About this exercise: List every line in the items below that contains the word "after".

Items stored from a collection
┄┄┄┄┄┄┄┄┄┄
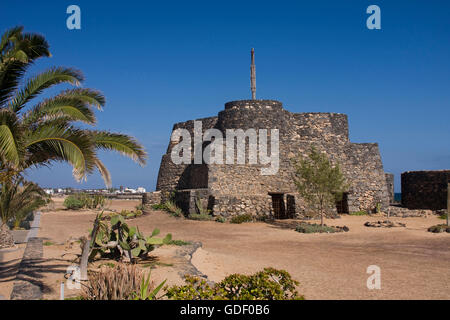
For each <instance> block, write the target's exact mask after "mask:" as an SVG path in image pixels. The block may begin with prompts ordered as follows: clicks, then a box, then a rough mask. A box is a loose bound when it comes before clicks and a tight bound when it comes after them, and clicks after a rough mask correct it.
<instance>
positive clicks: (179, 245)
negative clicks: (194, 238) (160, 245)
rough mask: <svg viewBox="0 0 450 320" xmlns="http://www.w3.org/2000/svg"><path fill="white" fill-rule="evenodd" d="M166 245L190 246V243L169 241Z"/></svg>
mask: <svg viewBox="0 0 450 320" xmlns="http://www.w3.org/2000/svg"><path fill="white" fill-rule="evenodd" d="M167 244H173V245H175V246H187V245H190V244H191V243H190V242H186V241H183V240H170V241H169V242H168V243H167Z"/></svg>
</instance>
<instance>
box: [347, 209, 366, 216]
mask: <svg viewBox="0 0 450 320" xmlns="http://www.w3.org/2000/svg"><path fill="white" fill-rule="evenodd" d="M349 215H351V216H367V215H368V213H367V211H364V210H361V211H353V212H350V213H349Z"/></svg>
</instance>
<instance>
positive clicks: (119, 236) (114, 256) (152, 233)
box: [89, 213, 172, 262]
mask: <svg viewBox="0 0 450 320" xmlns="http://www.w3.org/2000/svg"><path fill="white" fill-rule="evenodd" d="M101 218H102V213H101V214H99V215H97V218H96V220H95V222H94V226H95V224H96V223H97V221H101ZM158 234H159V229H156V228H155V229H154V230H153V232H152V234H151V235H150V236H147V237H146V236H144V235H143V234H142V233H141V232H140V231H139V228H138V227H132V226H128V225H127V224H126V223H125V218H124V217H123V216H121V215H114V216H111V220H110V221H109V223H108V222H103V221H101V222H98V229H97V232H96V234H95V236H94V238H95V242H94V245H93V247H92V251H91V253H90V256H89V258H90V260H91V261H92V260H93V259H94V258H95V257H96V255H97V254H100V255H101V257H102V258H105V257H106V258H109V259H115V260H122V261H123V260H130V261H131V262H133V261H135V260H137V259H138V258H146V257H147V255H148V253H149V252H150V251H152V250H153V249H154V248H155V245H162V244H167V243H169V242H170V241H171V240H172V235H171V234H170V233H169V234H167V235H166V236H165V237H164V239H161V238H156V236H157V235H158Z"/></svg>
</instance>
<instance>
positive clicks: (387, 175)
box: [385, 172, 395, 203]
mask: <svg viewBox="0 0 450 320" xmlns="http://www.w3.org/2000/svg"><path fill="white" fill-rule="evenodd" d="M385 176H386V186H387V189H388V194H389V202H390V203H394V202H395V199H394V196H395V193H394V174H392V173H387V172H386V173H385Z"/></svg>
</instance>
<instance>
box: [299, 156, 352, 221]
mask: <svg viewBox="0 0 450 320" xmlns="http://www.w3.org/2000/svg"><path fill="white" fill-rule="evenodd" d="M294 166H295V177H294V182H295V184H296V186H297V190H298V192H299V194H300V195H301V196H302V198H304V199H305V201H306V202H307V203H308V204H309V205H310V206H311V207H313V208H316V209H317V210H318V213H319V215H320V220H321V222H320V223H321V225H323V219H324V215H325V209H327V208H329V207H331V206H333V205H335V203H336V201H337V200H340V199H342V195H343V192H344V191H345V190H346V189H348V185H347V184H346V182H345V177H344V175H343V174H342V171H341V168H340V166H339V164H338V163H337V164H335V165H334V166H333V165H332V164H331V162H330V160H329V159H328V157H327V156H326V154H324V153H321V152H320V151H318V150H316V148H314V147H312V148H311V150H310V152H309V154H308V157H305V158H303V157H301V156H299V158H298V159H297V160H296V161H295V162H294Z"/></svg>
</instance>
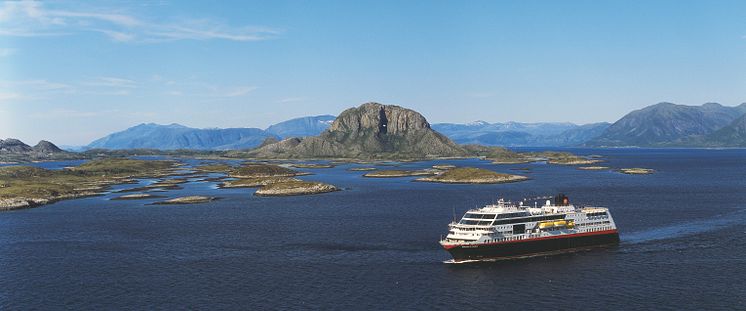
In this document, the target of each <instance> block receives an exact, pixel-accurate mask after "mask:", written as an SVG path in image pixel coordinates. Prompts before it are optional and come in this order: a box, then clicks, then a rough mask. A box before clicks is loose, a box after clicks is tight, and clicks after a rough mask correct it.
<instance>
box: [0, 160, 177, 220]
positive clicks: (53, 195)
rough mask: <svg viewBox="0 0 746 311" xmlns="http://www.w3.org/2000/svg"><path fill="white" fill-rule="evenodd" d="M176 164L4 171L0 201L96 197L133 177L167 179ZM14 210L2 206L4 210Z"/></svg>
┄┄┄┄┄┄┄┄┄┄
Finished task:
For each <instance> block, write the target's exact mask after "mask:" as an SVG path in image pixels. The block may begin with prompts ordered as follows: clicks, then a box, then a rough mask. A box is a loose bound when it comes before clicks and a tight bound when it comes after them, and clicks after a rough mask correct it.
In this document, the target of each <instance> block receives an exact, pixel-accurate mask after "mask:", written as an SVG path in image pixel coordinates. Prompts before it are optional and come in this order: a box, then clicks, then a rough mask. A box before clicks is loose, a box after clicks is tight, and clicks after a rough mask correct it.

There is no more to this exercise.